=== Entries ===

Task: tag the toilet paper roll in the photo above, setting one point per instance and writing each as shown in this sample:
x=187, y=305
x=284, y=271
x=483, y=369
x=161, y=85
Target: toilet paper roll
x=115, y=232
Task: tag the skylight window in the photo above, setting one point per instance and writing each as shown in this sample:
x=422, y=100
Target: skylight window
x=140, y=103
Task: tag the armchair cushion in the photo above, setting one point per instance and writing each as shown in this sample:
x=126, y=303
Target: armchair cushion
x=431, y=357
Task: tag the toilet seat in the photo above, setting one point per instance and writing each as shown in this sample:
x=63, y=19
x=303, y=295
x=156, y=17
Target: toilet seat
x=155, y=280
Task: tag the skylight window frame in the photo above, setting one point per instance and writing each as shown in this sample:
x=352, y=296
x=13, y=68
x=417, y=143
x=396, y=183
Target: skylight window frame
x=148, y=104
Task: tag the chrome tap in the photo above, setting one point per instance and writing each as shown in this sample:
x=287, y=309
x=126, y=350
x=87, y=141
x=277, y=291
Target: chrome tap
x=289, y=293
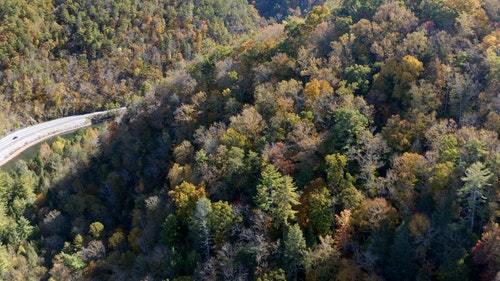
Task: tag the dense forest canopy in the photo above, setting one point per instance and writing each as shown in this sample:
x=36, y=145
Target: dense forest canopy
x=264, y=140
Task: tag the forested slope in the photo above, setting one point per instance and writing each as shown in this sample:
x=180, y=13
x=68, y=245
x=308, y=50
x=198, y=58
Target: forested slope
x=355, y=140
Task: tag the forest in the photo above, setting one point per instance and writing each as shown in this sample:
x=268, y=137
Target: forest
x=263, y=140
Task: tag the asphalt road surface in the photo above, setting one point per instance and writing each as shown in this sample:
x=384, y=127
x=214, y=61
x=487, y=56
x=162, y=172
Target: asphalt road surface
x=16, y=142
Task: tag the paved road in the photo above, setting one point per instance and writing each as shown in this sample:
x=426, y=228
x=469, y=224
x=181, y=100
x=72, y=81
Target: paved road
x=16, y=142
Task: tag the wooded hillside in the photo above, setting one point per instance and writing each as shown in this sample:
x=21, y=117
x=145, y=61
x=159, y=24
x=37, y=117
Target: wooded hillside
x=264, y=140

===

- **Set problem**:
Rewrite the records from the line with "Task: tag the chrome" up to and including the line with "x=355, y=140", requests included, and adjust every coordinate in the answers by -29. Leave the pictures out.

- **Written response**:
Task: tag the chrome tap in the photo above, setting one point per instance and writing each as shown in this sample:
x=287, y=309
x=126, y=350
x=87, y=141
x=277, y=291
Target: chrome tap
x=260, y=264
Task: tag the dense forest canopy in the photo above, setting one point per instance and writing each as shown in this sample:
x=36, y=145
Target: dense forest canopy
x=235, y=111
Task: tag the forested slope in the photo above, setting one point per instance and writing each as shown in this sample:
x=180, y=13
x=68, y=245
x=308, y=50
x=198, y=58
Target: forested slope
x=326, y=111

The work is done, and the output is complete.